It's an analogy, it makes no difference. The charging rate is double with two separated battery packs regardless of the capacity of the batteries.
Put two half sized isolated packs in one car with two charging ports connected to two chargers. They charge twice as fast, inherently.
Only if the capability of the chargers is the limiting factor...
Look at the graph shown above, relative to the charging rate of a Model 3 Long Range plotted against the current charge state of the batteries.
A Tesla v3 Supercharger can go 250kW. The batteries, for a VERY short time and portion of their charge capability, can exceed 250kW, but from about 21% charge until 100%, the battery is the limiting factor, not the charger.
As mentioned, you can't look at a Tesla Model 3 LR as one "battery pack". That battery pack consists of hundreds of battery cells segmented into multiple cells per module, and the modules are then built into the overall "battery pack". I believe they're isolated at the module level. But the key factor is that the cells themselves CANNOT take charge beyond a certain rate.
From here: https://evannetwitter.com/blogs/news/understanding-teslas-lithium-ion-batteries
One of the key requirements for electric car batteries, especially on road trips, is that they need to be recharged relatively quickly. Since batteries are direct current (DC) devices and home electrical service is AC, charging at home typically uses a 240 volt circuit supplying 40 amperes (about 10 kW of power). The car has built in charging circuitry that rectifies the AC, converting it to DC. Charging this way typically takes several hours. Tesla has installed Supercharger DC charging stations worldwide that supply up to about 135 kW of power. The DC bypasses the car's charging circuitry and charges the battery pack directly. This is much faster, requiring 20 to 40 minutes typically.
The Tesla battery packs using Panasonic 18650 batteries can charge no faster than this. The maximum charging voltage for a Panasonic cell is 4.2 volts. Panasonic specifies a maximum charging current of 2 amperes per cell. Tesla allows charging current to be up to 4 amperes. Therefore the maximum power that a Tesla battery pack can can use for charging is 4.2 X N X I where N is the number of cells in the pack and I is the maximum current allowed per cell. For 85/90 kWh packs this is 7,104 X 16.8=119.3 kW. For the 100 kWh packs it is 8,256 X 16.8=138.7 kW. There is no way to charge faster without increasing the maximum charging current per cell which might hasten degradation of the cells or worse.
The Tesla Model 3 cars will use the Gigafactory manufactured 2170 cells mentioned above. The larger cells may be able to use more than 4 amperes of charging current which would hasten charging but, because the 2170 cells have more energy storage capacity than the 18650 cells, proportionately fewer will be needed to create a pack with a given kWh rating. (N gets smaller, I gets larger). This means that higher power charging is meaningless for these battery packs. The 4.2 X N X I relationship still applies. It will be interesting to see how these new battery cells perform.
Note that I was off by an order of magnitude or so... Tesla battery
modules consist of hundreds of cells each, and Tesla battery
packs consist of thousands...
And that 2 A/cell or 4 A/cell is a maximum rate. As the above graph shows, charging slows down as you fill the battery, so this is merely PEAK charging rate.
If you split the same battery pack into two battery packs without adding cells, you have not added aggregate charge rate. Therefore isolation doesn't allow them to charge faster.

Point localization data

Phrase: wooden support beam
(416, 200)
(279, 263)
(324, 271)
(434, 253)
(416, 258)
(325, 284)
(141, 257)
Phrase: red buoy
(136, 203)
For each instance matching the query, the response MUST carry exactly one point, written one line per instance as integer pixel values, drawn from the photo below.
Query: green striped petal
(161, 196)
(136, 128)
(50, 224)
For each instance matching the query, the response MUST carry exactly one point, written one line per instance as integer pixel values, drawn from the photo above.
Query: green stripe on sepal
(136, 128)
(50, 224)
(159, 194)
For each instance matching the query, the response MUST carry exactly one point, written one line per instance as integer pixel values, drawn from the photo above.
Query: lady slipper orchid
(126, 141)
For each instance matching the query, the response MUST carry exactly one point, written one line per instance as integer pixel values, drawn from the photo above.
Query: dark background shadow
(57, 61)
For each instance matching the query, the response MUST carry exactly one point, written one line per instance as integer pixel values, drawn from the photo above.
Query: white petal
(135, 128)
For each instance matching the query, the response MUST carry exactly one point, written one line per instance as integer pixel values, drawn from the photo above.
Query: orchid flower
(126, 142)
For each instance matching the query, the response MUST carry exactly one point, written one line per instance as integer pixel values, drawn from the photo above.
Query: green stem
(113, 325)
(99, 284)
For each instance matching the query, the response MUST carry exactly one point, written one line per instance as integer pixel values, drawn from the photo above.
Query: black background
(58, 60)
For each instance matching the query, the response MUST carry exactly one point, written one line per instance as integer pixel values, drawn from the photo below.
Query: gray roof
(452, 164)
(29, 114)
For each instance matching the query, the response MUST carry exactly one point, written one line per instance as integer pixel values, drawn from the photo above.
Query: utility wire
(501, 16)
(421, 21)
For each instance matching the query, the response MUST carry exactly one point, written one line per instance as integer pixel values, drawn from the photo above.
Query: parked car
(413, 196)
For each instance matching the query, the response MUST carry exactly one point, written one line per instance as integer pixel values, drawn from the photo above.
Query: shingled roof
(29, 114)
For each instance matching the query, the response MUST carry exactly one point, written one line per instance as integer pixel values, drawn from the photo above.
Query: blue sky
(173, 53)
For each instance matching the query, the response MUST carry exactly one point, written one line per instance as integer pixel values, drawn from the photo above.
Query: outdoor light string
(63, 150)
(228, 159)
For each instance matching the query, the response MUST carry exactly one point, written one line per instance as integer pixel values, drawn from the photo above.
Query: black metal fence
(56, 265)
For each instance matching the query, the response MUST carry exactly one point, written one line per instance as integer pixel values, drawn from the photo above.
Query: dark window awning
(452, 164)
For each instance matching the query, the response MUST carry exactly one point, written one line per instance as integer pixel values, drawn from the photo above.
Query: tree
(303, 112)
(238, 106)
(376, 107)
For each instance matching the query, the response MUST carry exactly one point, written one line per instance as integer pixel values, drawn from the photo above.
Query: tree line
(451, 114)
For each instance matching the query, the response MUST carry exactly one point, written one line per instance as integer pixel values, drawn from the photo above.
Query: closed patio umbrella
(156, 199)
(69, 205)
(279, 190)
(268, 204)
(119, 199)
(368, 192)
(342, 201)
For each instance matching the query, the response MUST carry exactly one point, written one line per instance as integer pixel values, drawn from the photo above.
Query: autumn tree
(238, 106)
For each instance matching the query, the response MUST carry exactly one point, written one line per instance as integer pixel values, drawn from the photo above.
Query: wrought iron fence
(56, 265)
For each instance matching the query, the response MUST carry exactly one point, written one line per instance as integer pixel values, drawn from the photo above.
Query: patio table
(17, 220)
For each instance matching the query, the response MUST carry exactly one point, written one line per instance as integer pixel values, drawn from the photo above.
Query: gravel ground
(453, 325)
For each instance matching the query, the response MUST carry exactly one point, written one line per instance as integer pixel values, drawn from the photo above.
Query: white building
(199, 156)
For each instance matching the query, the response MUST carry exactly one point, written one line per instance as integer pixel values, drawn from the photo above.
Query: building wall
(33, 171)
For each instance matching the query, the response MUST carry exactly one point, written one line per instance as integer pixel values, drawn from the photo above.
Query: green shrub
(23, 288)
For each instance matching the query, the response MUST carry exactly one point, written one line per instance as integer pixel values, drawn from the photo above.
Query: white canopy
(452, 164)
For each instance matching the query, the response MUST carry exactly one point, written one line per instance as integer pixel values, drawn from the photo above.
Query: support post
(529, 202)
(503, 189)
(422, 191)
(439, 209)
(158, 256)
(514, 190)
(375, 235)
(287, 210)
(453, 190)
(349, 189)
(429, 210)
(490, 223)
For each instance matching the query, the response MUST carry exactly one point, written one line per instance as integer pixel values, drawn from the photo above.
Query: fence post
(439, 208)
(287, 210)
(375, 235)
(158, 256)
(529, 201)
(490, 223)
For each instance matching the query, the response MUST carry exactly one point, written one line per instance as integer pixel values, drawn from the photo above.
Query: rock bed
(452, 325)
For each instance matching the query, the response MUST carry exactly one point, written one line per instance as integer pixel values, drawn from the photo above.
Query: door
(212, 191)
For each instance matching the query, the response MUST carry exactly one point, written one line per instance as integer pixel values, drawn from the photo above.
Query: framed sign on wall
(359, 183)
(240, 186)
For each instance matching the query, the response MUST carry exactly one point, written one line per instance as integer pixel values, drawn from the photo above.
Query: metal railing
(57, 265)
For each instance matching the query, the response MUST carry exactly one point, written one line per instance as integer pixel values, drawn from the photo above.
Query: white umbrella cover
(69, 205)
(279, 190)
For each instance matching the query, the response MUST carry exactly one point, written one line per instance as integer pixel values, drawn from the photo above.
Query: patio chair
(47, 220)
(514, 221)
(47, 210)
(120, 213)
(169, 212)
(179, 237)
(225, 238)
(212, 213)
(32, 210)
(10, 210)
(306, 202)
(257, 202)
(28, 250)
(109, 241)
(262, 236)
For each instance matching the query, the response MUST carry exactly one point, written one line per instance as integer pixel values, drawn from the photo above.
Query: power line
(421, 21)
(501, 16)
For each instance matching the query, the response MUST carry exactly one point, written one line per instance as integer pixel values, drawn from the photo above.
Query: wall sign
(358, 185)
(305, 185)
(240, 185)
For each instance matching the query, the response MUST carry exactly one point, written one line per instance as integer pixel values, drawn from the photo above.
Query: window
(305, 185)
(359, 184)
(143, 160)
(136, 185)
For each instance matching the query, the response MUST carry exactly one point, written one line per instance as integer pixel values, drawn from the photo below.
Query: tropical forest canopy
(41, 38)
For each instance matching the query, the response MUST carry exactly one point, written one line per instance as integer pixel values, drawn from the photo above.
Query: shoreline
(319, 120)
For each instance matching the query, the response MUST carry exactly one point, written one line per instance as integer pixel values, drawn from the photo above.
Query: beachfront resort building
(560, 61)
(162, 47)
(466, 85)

_WORK REQUIRED_.
Rewrite the forum thread from the words "Look at the" through the words "a certain rate.", changing "graph" to "chart". This data is separate material and has no connection to the forum thread.

_EXERCISE OUTPUT_.
Look at the chart shown above, relative to the charging rate of a Model 3 Long Range plotted against the current charge state of the batteries.
A Tesla v3 Supercharger can go 250kW. The batteries, for a VERY short time and portion of their charge capability, can exceed 250kW, but from about 21% charge until 100%, the battery is the limiting factor, not the charger.
As mentioned, you can't look at a Tesla Model 3 LR as one "battery pack". That battery pack consists of hundreds of battery cells segmented into multiple cells per module, and the modules are then built into the overall "battery pack". I believe they're isolated at the module level. But the key factor is that the cells themselves CANNOT take charge beyond a certain rate.